#### [RECORDS SUPPLIED]
•••••

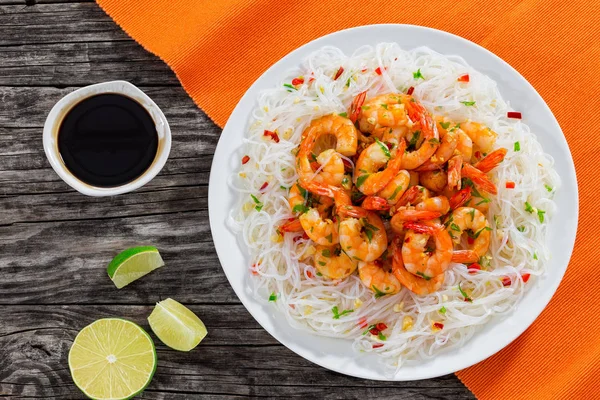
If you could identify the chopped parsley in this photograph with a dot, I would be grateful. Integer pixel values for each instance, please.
(517, 146)
(413, 140)
(541, 215)
(361, 179)
(464, 294)
(259, 205)
(384, 148)
(528, 207)
(337, 314)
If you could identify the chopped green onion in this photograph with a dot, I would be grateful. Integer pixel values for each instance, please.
(384, 148)
(517, 146)
(541, 215)
(528, 207)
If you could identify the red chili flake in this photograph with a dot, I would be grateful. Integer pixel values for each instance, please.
(474, 268)
(381, 326)
(273, 135)
(347, 164)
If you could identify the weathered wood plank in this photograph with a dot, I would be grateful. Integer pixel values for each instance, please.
(56, 23)
(254, 365)
(64, 262)
(81, 64)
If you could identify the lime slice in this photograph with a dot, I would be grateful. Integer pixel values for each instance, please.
(132, 264)
(112, 358)
(176, 326)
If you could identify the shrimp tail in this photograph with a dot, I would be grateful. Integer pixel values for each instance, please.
(490, 161)
(375, 203)
(454, 168)
(293, 225)
(460, 198)
(479, 178)
(465, 256)
(357, 103)
(422, 228)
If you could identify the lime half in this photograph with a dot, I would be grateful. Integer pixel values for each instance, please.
(176, 326)
(132, 264)
(112, 358)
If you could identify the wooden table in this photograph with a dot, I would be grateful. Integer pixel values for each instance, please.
(55, 243)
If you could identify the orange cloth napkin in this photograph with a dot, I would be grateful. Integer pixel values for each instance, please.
(218, 48)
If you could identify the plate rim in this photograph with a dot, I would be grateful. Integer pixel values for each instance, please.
(518, 331)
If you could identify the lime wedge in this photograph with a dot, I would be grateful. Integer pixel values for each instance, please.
(112, 358)
(132, 264)
(176, 326)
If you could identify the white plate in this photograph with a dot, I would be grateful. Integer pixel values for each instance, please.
(337, 354)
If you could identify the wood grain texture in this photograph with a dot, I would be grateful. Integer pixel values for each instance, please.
(55, 243)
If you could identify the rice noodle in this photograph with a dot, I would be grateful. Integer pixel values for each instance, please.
(518, 239)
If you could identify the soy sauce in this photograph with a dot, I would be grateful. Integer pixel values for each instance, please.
(107, 140)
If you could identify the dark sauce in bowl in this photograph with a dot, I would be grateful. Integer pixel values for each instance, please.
(107, 140)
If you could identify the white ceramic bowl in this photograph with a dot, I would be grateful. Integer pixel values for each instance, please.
(337, 354)
(65, 104)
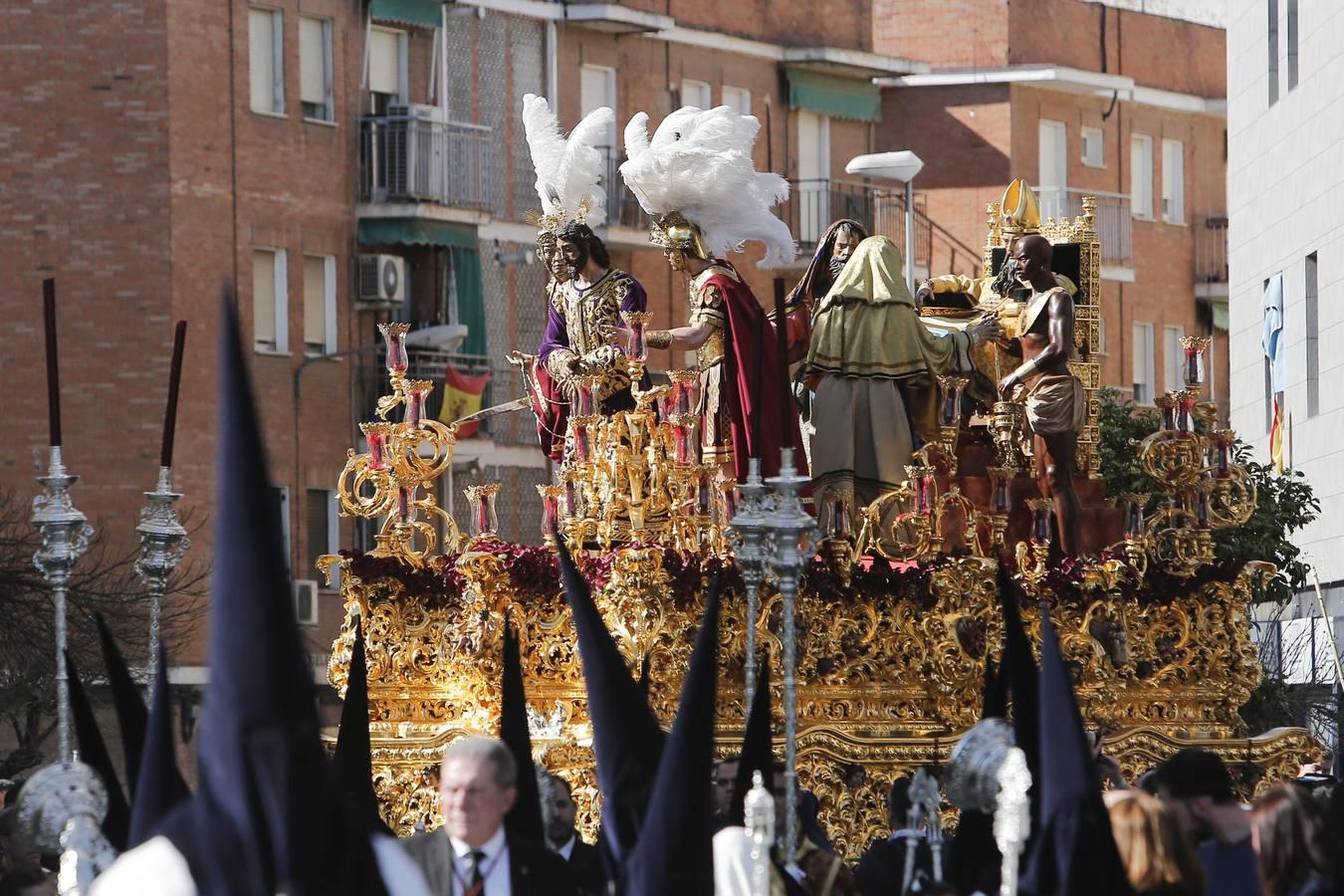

•••••

#### [BRIEF]
Locate every line in the records above that contains the string "chopped", and copy each such line. Treat the match as case-sensitive.

#### [CORRECT OUTPUT]
If you could identify the chopped parsley in this photograph with a dot, I would be grateful. Integer pixel values for each instance, please.
If you could identify the chopped green onion in this photograph with a dot, I would be grateful. Integer pixel values for each instance, please.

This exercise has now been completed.